-- START OF SOURCE PASSAGE --
By Mark Zellmann, President, Jefferson Capital Systems, LLC

When considering the recovery of your receivables, the biggest and most frequently overlooked factor is time. The time spent by your team collecting past-due accounts or the time waiting for customers to make payments is critically important. Those delays and expenses result in lost opportunity costs. Precious corporate resources that could have been better used elsewhere by your company to grow your business. Let’s break down why timing is so critically important for recoveries.

The cost of collecting

All businesses know that the management of past-due receivables is an unfortunate cost of doing business. Implementing a receivable recovery plan involves personnel, management and overhead. These resources and investments tied up in the collections process is money that could be deployed elsewhere.

The timeline of recovery is uncertain

The longer the recovery process takes, the more money it costs your company. Unfortunately, however, that timeline is filled with uncertainty. There are of course the habitual late payers you can count on to pay with a reminder. After that, however, it becomes much harder to predict when people will pay. If your customer is delinquent on paying off their account a customized payment plan may result in recovery of a percentage of your receivables. While that is better than writing off the total amount of the account, it could take up to five years before you fully realize the intended recovery goal. That means five years of ongoing management of and investment in recovery expenses. It also requires the risk and uncertainty of trying to predict future fluctuations in recovery and the impact on your company’s cash flow.

Time is money

We all know that faster is of course better. During the time you are waiting to recover payments from your receivables, you are not only spending resources on recovery, but you are also missing the opportunity to invest that money now. Using capital to start generating returns immediately will earn more over time than investing the same money five years from now.
-- END OF SOURCE PASSAGE --
-- START OF STORED DATA --
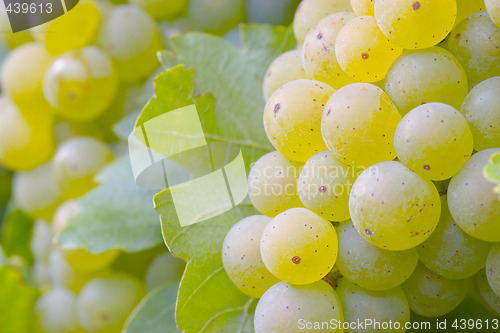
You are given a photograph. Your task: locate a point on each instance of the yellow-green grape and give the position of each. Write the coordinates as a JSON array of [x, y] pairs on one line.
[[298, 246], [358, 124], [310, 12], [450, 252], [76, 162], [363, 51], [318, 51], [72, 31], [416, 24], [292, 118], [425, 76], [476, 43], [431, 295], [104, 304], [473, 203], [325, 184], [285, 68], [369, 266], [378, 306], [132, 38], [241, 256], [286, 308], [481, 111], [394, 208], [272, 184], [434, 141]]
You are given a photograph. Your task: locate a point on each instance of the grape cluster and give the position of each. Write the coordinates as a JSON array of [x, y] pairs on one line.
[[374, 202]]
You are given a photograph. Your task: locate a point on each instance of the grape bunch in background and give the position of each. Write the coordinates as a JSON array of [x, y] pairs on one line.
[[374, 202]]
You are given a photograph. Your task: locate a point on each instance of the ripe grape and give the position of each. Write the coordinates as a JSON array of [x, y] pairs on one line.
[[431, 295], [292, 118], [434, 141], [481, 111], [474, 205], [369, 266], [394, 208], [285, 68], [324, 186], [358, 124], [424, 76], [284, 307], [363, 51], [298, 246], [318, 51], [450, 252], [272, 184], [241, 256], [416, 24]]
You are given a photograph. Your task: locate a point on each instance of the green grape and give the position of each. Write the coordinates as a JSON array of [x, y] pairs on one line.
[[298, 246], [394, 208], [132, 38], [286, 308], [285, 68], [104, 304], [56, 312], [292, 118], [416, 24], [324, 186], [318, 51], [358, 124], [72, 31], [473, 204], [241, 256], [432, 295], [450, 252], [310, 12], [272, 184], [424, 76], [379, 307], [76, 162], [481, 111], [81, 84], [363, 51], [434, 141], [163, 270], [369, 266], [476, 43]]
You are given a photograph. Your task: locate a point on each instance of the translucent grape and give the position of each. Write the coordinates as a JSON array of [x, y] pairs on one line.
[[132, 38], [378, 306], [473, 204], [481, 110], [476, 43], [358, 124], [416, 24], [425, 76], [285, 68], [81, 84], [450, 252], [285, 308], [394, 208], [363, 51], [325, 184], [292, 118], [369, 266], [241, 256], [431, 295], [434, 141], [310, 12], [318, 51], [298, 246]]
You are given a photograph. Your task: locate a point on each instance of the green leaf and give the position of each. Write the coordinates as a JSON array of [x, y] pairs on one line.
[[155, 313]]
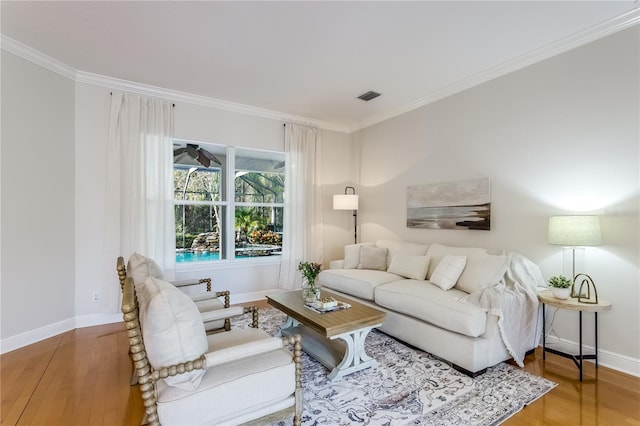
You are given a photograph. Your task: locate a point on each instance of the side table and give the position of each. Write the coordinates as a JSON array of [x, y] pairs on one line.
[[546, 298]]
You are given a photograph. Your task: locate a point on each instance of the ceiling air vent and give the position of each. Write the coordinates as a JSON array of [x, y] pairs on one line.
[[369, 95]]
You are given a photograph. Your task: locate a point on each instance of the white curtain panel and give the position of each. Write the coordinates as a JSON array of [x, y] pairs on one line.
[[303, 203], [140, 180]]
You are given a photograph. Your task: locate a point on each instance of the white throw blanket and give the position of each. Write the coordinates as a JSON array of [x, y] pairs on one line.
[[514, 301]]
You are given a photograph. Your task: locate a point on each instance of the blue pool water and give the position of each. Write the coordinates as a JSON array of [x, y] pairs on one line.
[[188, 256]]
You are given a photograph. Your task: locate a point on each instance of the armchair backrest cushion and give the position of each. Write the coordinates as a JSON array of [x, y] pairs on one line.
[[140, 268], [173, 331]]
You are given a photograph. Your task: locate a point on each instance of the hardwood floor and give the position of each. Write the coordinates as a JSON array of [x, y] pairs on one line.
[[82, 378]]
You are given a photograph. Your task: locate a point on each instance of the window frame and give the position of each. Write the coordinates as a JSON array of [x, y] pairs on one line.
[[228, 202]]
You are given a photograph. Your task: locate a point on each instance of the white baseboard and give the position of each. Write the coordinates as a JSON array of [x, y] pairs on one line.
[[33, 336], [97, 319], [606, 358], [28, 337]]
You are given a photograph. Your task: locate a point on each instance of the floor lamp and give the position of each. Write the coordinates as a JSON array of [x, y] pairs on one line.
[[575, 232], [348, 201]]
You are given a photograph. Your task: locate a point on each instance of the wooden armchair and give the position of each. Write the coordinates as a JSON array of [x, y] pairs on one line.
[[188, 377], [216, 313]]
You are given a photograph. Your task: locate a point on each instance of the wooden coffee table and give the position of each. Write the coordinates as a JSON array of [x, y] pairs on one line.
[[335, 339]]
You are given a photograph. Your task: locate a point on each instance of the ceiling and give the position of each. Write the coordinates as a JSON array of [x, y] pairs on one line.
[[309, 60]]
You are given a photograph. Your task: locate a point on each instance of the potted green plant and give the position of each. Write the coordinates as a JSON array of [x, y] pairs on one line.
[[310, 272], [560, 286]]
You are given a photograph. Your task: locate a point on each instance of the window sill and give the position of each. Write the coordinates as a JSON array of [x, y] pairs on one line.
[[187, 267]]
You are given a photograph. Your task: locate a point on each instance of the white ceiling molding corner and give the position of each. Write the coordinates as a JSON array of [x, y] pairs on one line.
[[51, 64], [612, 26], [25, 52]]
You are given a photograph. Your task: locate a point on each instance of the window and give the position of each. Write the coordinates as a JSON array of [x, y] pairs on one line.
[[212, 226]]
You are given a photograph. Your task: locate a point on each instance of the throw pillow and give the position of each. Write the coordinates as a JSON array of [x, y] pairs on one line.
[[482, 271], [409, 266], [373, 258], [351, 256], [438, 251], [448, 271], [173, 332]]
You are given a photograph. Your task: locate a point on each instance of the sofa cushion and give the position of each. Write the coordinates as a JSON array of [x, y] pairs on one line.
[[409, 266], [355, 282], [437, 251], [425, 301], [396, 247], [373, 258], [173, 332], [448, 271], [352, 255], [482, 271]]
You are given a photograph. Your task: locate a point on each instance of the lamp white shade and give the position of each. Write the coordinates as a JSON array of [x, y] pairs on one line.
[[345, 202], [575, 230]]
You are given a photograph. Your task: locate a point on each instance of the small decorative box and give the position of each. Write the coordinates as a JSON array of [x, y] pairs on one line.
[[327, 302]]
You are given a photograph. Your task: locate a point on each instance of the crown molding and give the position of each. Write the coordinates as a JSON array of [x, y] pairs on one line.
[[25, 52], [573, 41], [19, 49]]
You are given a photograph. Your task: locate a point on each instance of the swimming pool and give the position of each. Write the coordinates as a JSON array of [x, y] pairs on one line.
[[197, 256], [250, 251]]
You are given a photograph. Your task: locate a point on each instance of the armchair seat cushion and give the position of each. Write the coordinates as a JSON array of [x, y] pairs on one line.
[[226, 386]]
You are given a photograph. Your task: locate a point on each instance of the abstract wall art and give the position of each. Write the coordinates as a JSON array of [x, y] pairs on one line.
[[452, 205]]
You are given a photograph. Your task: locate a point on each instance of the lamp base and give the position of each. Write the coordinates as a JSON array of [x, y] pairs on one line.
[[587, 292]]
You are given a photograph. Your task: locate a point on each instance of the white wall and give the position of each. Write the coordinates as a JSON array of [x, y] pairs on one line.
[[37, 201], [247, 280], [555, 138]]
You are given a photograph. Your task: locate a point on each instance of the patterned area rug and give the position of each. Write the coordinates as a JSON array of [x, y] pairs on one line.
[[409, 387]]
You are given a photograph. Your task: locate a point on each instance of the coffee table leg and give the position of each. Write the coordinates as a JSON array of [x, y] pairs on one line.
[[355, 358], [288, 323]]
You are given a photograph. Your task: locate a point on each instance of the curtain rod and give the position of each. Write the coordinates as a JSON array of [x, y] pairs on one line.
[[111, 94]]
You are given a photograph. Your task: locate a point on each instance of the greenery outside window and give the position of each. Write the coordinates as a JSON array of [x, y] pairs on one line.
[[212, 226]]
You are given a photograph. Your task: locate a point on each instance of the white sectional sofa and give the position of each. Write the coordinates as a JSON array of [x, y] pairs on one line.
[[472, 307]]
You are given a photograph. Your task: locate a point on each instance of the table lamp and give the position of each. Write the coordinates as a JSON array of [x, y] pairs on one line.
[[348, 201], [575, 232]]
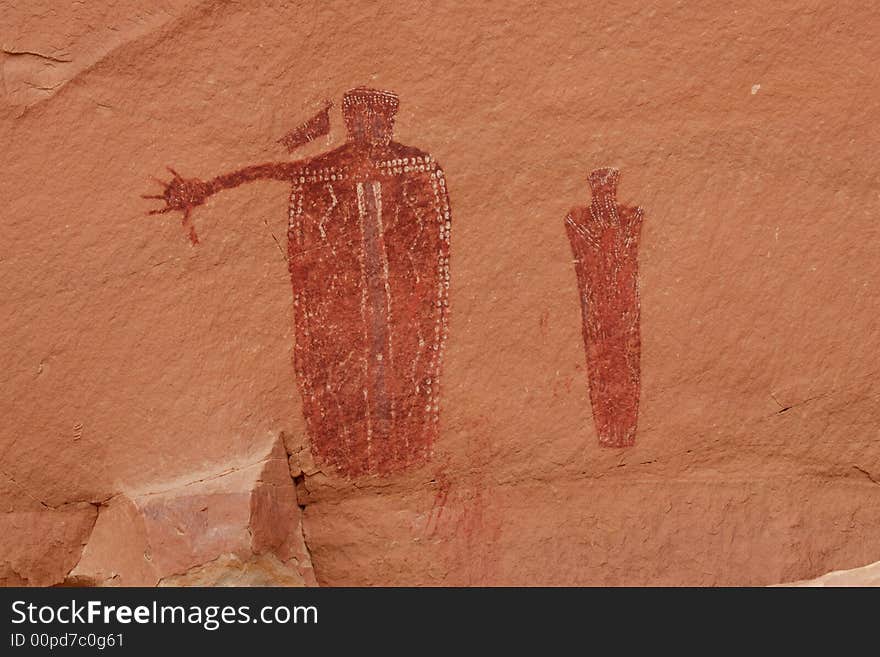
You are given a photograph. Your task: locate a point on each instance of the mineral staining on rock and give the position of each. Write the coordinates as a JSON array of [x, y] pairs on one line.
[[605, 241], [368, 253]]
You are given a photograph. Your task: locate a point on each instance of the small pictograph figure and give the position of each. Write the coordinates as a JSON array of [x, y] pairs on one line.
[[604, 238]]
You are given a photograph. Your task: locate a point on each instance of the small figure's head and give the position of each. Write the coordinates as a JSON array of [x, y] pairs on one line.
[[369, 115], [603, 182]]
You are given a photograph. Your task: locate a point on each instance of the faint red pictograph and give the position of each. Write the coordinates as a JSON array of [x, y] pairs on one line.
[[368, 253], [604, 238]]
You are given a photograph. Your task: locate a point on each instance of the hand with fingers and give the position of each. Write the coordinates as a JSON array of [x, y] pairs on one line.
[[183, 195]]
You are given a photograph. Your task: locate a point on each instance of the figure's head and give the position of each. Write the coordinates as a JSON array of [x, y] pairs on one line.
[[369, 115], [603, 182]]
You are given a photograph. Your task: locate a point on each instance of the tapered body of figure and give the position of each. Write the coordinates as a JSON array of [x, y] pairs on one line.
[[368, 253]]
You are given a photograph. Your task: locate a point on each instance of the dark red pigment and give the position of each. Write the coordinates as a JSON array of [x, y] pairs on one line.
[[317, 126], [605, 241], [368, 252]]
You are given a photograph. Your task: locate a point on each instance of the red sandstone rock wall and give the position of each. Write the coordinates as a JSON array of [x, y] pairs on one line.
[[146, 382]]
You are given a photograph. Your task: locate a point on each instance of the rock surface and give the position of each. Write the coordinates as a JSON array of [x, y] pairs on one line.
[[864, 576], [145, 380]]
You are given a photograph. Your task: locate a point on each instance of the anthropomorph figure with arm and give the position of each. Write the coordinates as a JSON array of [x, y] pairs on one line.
-- END OF STORED DATA --
_WHAT THIS TASK INVOLVES_:
Take the passage on the timing of receivables recovery further, beginning after its final sentence. The records have no connection to the passage on receivables recovery.

_EXERCISE ANSWER_:
Selling your debt

Bottom line: The time spent collecting or waiting for receivables, coupled with the increased costs of collections, result in missed opportunities to grow your business.

The better approach is to evaluate whether it makes more sense to sell your debt or outsource the servicing of it. In exchange for your non-paying accounts, a reputable and experienced receivables management company can provide immediate cash up-front. It will also accept all the risk related to whether those accounts will ultimately ever make a payment. Meanwhile, you can invest those funds and resources back into your business.

The Wrap

Managing your receivables is an important part of business. Just like your other business assets, however, receivables must be properly managed. It can sometimes be difficult to effectively and efficiently manage them internally.

Outsourcing some or all of your debt recovery operations can offer some smart and timely alternatives. Jefferson Capital offers both debt servicing and purchasing solutions for charged-off and bankruptcy receivables. It offers almost twenty years of experience in the industry and has established partnerships with hundreds of creditors large and small.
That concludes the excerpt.